| STATED GOAL |
Copy every item below, substituting "Find" for each occurrence of "Locate" and changing nothing else.

| RECORDS TO USE |
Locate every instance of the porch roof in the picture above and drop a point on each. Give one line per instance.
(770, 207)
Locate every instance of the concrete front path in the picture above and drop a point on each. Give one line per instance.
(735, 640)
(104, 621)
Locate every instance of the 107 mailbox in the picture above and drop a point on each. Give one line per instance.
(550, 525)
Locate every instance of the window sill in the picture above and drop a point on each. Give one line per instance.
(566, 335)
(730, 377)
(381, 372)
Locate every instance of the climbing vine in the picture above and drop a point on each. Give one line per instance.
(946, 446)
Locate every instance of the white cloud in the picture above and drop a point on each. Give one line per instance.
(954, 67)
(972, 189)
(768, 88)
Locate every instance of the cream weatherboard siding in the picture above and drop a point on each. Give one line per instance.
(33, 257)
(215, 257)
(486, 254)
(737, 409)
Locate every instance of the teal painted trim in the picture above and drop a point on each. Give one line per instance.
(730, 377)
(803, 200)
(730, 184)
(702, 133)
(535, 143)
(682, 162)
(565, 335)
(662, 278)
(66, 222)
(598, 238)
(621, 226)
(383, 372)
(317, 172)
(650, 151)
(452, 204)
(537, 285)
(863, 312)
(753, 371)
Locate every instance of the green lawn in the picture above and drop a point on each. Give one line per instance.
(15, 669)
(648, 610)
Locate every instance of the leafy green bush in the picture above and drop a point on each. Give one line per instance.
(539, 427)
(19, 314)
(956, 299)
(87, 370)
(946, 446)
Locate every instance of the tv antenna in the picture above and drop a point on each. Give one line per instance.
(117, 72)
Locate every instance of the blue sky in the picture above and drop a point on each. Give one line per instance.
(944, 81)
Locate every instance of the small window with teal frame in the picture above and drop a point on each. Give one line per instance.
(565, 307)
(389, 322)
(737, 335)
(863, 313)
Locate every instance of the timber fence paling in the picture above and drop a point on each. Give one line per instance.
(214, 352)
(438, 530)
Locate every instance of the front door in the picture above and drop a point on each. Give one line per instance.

| TASK OUTPUT |
Find every instance of the porch roof in the picture above and drop a point on each. Give one line per instance.
(770, 207)
Find every instance of the concrete front path in the picture above and drop a point on each. Give one line per instance.
(735, 640)
(104, 621)
Find every instance of the 107 mailbox in the picture above and drop a point on each. Give one line per instance.
(550, 525)
Find every instance of the window sill in the picture above and drop a point on each. Give one line per instance.
(566, 335)
(730, 377)
(381, 372)
Find every instance of the climbing vine in the picture above and drop a point on each. Give one line per instance.
(946, 446)
Find every instance of the white cloud in the picture above and drop a point on each. Give one line per instance.
(954, 67)
(972, 189)
(768, 88)
Find every instance of the cream weatherboard siding in the picture above and drop a point on each. Give one line per instance.
(33, 257)
(215, 257)
(486, 254)
(737, 409)
Find every instance of the teal painted trim in the picture above and drop a point on each. Give one line per instance.
(730, 377)
(803, 200)
(730, 184)
(702, 133)
(535, 143)
(682, 162)
(565, 335)
(662, 278)
(66, 222)
(598, 238)
(621, 226)
(383, 372)
(317, 172)
(650, 151)
(452, 204)
(537, 285)
(863, 312)
(753, 371)
Find every instance of the green lawn in the picture above and drop a point on each. Give one line per instance.
(15, 669)
(648, 610)
Find every instance of the leafy green bush in the picture above and drop a point on each. Give one line per instance.
(539, 427)
(19, 314)
(956, 299)
(87, 370)
(946, 446)
Find every instance of the tv antenna in the picture above and drop a point on each. Give one line per instance.
(117, 72)
Find every instance of the blue sky in the picture above and drop a point on each. Give one line per instance.
(944, 81)
Find every instance of the small window with teal frame in the picture above and drop a point on each. Give one line per instance.
(565, 307)
(389, 322)
(737, 335)
(863, 313)
Find every instance of the timber fence paling in the picture above and drop a point on each. Give one line per instance.
(214, 352)
(438, 530)
Find every instance of the front door in the picture above and drop a point on each. Give one line per instance.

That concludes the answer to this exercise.